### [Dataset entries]
--------------------------------------------------
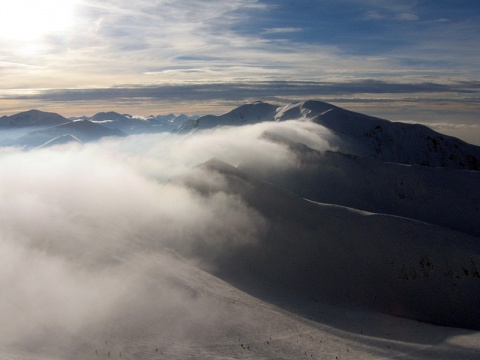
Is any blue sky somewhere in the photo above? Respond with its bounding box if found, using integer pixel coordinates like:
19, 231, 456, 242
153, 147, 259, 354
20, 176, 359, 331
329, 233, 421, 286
0, 0, 480, 142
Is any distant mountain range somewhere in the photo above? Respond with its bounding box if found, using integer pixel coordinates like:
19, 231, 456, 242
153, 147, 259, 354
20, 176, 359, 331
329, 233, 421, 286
0, 100, 480, 171
0, 100, 480, 360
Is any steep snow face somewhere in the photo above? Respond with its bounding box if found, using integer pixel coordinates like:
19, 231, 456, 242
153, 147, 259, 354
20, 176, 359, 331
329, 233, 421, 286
194, 101, 278, 129
0, 110, 69, 128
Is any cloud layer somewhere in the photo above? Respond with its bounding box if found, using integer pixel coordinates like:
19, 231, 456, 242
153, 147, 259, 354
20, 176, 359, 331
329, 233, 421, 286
0, 122, 333, 352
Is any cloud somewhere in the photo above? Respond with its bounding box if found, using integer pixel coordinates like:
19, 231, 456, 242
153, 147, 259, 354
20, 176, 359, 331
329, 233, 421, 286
0, 122, 338, 356
265, 27, 303, 34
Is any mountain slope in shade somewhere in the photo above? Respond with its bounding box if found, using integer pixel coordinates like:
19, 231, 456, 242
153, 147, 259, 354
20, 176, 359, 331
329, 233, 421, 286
0, 248, 480, 360
0, 110, 69, 128
191, 160, 480, 329
275, 100, 480, 171
239, 133, 480, 237
11, 120, 125, 148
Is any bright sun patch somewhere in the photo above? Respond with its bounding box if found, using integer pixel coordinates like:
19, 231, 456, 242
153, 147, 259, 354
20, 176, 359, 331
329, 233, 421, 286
0, 0, 77, 42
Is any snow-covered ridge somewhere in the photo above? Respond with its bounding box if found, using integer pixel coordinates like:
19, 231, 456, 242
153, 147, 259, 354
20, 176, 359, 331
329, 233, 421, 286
0, 100, 480, 171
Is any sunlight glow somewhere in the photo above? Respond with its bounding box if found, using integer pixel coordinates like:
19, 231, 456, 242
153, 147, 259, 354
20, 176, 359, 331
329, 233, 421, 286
0, 0, 77, 45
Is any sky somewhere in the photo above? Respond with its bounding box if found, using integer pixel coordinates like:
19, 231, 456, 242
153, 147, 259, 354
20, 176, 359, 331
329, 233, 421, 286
0, 0, 480, 143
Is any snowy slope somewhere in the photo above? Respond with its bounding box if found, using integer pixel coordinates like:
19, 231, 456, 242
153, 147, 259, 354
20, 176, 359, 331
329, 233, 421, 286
193, 160, 480, 329
275, 100, 480, 171
239, 133, 480, 237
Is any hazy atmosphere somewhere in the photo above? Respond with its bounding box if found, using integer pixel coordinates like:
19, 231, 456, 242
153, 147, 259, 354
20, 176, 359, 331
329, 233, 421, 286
0, 0, 480, 360
0, 0, 480, 143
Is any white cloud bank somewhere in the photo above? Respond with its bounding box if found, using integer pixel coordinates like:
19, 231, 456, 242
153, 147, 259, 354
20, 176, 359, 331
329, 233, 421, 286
0, 122, 338, 352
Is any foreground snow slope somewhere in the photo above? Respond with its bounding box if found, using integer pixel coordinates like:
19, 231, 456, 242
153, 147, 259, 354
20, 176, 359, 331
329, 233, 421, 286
193, 160, 480, 329
239, 133, 480, 237
0, 253, 480, 360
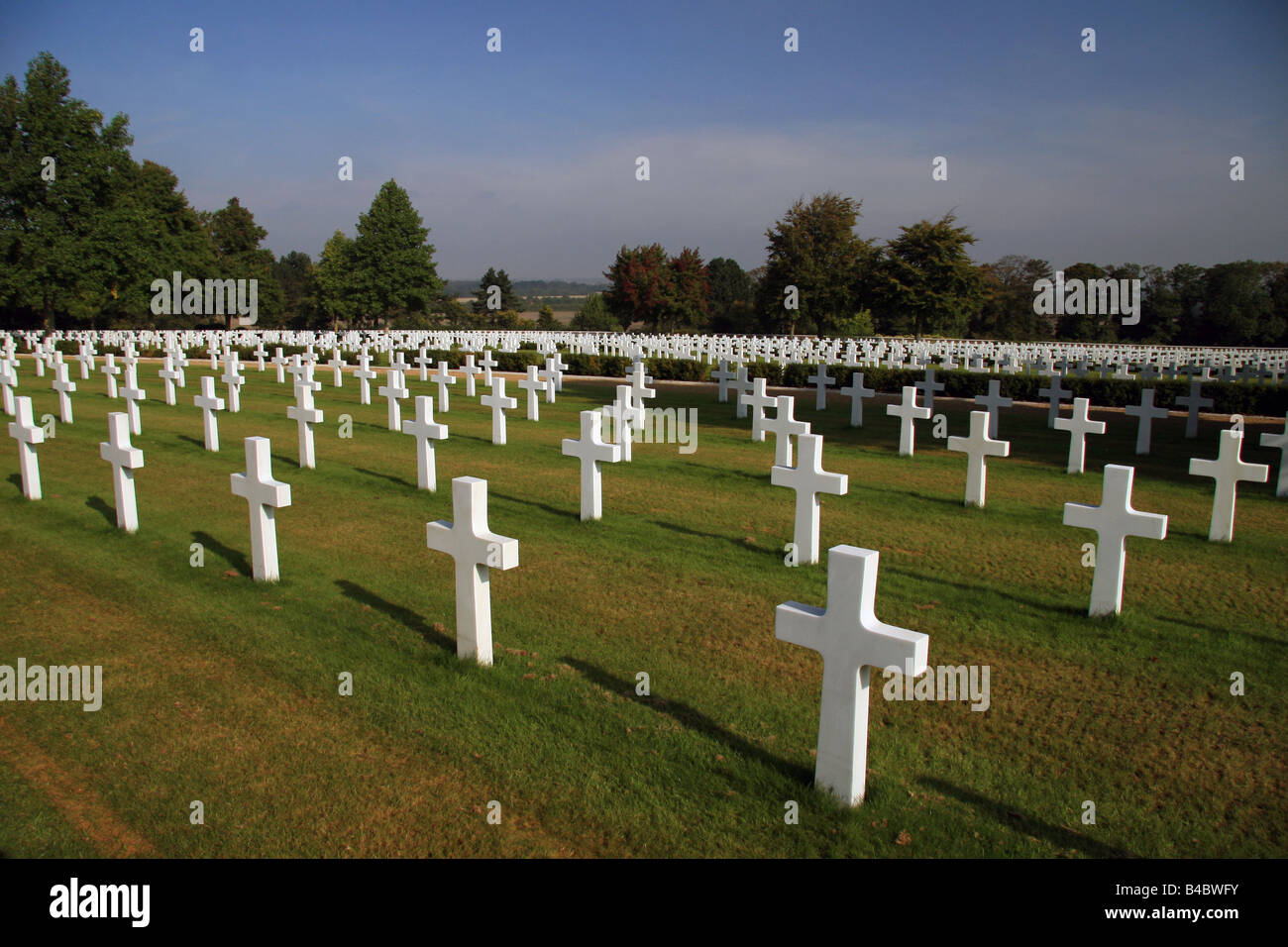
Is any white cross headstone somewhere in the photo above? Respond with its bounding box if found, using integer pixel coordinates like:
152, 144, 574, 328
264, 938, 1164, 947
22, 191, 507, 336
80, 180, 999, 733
765, 394, 810, 467
353, 349, 376, 404
121, 365, 149, 437
9, 395, 46, 500
975, 377, 1015, 437
913, 368, 944, 414
948, 411, 1012, 506
99, 352, 121, 398
1055, 398, 1105, 473
232, 437, 291, 582
98, 411, 143, 532
429, 362, 456, 414
537, 359, 559, 404
425, 476, 519, 665
729, 365, 754, 417
1124, 388, 1167, 454
286, 384, 322, 471
1261, 415, 1288, 496
563, 411, 622, 520
886, 385, 930, 458
480, 349, 497, 388
327, 348, 350, 388
769, 434, 850, 566
1064, 464, 1167, 617
519, 365, 550, 421
739, 377, 778, 441
402, 394, 447, 491
192, 374, 224, 451
1176, 381, 1215, 438
0, 357, 18, 417
711, 359, 738, 404
480, 374, 519, 445
804, 362, 836, 417
774, 546, 930, 805
158, 352, 179, 407
376, 368, 408, 430
461, 352, 483, 398
268, 348, 286, 386
841, 371, 876, 428
1038, 374, 1073, 428
412, 346, 434, 382
220, 352, 246, 415
1190, 430, 1270, 543
54, 362, 76, 424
--------------------------------------------------
### [What you will do]
Recast the material from the line containing "Is any white cross" through the end of the material as a Markdown table with the columns Row and Line text, leaving out any blank lines.

### [In response]
| Row | Line text |
|---|---|
| 1 | Is any white cross headstone somewhere in the photo above? Respond with its bounding box if found, using integer pixel coordinates like: |
| 2 | 152, 144, 574, 328 |
| 3 | 264, 938, 1164, 947 |
| 4 | 22, 191, 507, 336 |
| 5 | 80, 180, 999, 733 |
| 6 | 765, 394, 810, 467 |
| 7 | 353, 349, 376, 404 |
| 8 | 121, 365, 149, 437 |
| 9 | 9, 395, 46, 500 |
| 10 | 975, 377, 1015, 437 |
| 11 | 913, 368, 944, 414 |
| 12 | 948, 411, 1012, 506 |
| 13 | 99, 352, 121, 398 |
| 14 | 1055, 398, 1105, 473 |
| 15 | 232, 437, 291, 582 |
| 16 | 98, 411, 143, 532 |
| 17 | 429, 362, 456, 414 |
| 18 | 537, 359, 559, 404 |
| 19 | 425, 476, 519, 665 |
| 20 | 729, 365, 754, 417 |
| 21 | 1124, 388, 1167, 454 |
| 22 | 286, 384, 322, 471 |
| 23 | 1261, 415, 1288, 496 |
| 24 | 563, 411, 622, 520 |
| 25 | 886, 385, 930, 458 |
| 26 | 480, 349, 497, 388 |
| 27 | 327, 348, 350, 388 |
| 28 | 769, 434, 850, 566 |
| 29 | 1064, 464, 1167, 617 |
| 30 | 519, 365, 550, 421 |
| 31 | 739, 377, 778, 441 |
| 32 | 402, 394, 447, 491 |
| 33 | 192, 374, 224, 451 |
| 34 | 1176, 381, 1215, 438 |
| 35 | 0, 357, 18, 417 |
| 36 | 711, 359, 738, 404 |
| 37 | 480, 374, 519, 445 |
| 38 | 804, 362, 836, 417 |
| 39 | 774, 546, 930, 805 |
| 40 | 158, 352, 179, 407 |
| 41 | 376, 368, 408, 430 |
| 42 | 461, 352, 483, 398 |
| 43 | 268, 348, 286, 386 |
| 44 | 841, 371, 876, 428 |
| 45 | 1038, 374, 1073, 428 |
| 46 | 412, 346, 434, 382 |
| 47 | 220, 352, 246, 415 |
| 48 | 1190, 430, 1270, 543 |
| 49 | 54, 362, 76, 424 |